= Location labeling records =
◇ ◇ ◇
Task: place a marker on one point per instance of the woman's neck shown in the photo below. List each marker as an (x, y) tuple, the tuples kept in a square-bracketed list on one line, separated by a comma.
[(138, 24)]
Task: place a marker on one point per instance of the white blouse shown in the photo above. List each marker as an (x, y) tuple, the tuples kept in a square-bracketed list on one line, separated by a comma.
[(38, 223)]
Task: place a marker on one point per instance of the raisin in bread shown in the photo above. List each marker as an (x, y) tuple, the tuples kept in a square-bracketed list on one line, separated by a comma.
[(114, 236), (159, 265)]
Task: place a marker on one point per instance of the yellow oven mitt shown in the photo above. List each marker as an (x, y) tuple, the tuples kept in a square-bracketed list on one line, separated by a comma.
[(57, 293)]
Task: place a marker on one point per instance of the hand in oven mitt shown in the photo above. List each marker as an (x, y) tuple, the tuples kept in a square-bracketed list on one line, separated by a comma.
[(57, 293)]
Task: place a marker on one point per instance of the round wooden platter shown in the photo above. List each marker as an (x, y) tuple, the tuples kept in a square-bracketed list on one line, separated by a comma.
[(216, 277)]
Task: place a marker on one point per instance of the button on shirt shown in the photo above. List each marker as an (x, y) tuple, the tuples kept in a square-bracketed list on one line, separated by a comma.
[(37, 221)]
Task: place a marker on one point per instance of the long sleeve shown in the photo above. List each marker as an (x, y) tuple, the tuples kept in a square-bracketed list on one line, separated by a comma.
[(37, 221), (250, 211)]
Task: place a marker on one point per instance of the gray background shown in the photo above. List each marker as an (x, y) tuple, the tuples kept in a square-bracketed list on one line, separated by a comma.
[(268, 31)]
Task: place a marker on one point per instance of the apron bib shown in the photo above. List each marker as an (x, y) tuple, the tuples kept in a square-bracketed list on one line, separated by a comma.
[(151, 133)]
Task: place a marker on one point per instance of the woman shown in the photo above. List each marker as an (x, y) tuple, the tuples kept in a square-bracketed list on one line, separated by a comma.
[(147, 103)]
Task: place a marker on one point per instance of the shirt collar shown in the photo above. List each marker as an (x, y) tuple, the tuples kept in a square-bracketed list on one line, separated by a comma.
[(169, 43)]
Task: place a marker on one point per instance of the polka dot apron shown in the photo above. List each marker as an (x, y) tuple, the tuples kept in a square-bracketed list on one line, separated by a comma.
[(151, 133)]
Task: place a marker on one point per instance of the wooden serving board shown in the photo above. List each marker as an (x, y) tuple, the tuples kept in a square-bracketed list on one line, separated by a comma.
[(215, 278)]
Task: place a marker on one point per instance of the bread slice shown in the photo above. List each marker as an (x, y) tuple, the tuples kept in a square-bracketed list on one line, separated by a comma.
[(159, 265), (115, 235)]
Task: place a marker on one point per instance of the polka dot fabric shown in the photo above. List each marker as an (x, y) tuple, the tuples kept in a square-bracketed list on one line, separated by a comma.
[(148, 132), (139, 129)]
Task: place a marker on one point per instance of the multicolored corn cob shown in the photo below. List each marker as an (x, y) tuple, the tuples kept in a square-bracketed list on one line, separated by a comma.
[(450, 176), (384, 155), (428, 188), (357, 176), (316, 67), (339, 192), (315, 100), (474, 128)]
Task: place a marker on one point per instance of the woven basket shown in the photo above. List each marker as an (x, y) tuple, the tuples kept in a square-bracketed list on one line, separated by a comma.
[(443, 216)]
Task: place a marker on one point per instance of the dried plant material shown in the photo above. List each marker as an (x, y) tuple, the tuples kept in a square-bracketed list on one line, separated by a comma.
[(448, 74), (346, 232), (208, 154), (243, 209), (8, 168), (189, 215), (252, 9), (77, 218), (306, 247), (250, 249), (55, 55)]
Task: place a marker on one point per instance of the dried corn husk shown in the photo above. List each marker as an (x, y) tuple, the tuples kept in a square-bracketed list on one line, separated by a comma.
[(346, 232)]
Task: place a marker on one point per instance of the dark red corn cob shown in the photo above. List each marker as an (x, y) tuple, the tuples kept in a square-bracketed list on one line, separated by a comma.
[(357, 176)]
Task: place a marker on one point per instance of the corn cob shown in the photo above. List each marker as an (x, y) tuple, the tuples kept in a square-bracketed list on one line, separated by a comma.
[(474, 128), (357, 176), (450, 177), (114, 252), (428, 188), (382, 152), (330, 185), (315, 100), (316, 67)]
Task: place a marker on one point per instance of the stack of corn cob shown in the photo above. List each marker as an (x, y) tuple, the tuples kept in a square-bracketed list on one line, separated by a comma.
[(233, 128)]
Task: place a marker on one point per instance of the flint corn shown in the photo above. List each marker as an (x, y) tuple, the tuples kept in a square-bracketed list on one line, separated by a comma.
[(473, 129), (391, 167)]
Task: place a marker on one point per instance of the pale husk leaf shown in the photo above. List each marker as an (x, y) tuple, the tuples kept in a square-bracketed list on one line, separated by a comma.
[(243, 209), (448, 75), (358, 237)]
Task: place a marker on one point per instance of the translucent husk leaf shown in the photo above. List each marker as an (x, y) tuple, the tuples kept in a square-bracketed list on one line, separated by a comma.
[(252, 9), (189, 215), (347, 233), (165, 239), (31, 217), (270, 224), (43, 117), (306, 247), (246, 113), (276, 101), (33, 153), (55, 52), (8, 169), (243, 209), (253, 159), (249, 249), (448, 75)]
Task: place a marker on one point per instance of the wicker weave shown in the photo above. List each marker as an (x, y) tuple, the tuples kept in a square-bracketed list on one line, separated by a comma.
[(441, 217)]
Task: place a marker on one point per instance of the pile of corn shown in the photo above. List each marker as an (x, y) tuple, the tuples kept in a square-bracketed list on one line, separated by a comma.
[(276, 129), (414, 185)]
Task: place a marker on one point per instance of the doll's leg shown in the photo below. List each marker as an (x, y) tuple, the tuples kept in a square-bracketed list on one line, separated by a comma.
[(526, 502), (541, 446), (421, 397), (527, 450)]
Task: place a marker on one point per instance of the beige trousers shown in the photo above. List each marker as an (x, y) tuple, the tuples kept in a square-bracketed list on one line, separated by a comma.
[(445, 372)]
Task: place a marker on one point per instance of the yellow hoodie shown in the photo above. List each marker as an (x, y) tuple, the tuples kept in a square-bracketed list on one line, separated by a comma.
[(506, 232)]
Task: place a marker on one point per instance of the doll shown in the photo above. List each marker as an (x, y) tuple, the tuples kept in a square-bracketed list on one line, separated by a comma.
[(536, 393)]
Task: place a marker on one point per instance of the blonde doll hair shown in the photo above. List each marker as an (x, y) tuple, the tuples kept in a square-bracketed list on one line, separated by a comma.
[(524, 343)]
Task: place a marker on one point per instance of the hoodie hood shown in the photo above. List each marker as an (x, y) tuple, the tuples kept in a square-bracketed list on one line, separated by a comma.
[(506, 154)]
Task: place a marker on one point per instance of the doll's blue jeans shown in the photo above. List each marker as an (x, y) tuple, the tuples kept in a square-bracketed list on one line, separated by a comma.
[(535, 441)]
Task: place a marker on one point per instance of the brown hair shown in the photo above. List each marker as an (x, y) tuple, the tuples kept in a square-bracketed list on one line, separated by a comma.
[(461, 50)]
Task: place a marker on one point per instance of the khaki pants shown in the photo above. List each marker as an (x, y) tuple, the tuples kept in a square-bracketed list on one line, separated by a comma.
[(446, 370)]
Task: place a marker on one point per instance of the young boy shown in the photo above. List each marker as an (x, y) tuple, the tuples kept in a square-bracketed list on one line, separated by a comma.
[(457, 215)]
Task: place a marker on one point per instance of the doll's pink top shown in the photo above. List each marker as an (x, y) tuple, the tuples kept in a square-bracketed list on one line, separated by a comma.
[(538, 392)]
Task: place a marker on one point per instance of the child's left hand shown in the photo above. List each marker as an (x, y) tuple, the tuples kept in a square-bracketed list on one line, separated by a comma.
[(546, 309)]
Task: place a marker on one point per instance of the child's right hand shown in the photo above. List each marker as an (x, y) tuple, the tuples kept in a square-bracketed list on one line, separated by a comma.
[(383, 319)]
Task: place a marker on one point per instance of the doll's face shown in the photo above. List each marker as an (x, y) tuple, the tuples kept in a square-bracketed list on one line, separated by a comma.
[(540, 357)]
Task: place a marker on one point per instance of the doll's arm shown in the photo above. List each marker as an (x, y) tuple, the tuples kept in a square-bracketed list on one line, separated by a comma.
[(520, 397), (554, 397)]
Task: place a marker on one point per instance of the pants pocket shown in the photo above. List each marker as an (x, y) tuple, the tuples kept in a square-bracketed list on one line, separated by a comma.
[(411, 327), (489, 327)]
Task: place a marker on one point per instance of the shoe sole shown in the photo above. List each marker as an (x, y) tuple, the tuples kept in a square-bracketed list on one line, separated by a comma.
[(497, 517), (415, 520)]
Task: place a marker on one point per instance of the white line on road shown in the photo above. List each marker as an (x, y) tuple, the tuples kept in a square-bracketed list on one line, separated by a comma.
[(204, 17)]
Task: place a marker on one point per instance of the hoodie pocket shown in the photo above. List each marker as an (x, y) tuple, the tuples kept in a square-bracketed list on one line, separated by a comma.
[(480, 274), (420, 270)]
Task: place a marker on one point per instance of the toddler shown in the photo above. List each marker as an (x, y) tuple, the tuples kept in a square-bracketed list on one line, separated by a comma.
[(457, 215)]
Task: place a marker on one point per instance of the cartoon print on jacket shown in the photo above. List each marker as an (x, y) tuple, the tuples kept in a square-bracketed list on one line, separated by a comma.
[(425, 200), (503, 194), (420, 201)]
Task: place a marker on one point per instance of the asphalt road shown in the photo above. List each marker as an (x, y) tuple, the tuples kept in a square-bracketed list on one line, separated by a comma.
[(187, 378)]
◇ ◇ ◇
= INSTRUCTION =
Repeat exactly the lines above from the line that contains "the hoodie pocket" through the end. Include both of these ends; leave out everything else.

= ANSWER TO THE PROBLEM =
Task: place a marker on one point per instance of the hoodie pocket shown in the photo above. List each marker as an (x, y) tuple, the tuples kept in a square-bracketed list on one line, separated by a comma.
[(480, 274), (420, 270)]
Task: place a marker on one point per instance of the toddler shown in the photo above. List each marker as an (x, y) tuple, the tuples kept in a square-bracketed list on one line, separated by a comma.
[(457, 215)]
Task: place a marker on one point per instance of the cartoon print on jacket shown in the photo above. List each marker as an (x, y) tuple, the tuples kept in a square-bracketed list on one line, separated by a comma.
[(425, 200), (503, 194), (420, 201)]
Task: place a marker on one point per instance of the asphalt road shown in the photo above. List each marker as an (x, y) tuple, the tuples kept in a square-bracketed list on one line, separated by a comma.
[(187, 378)]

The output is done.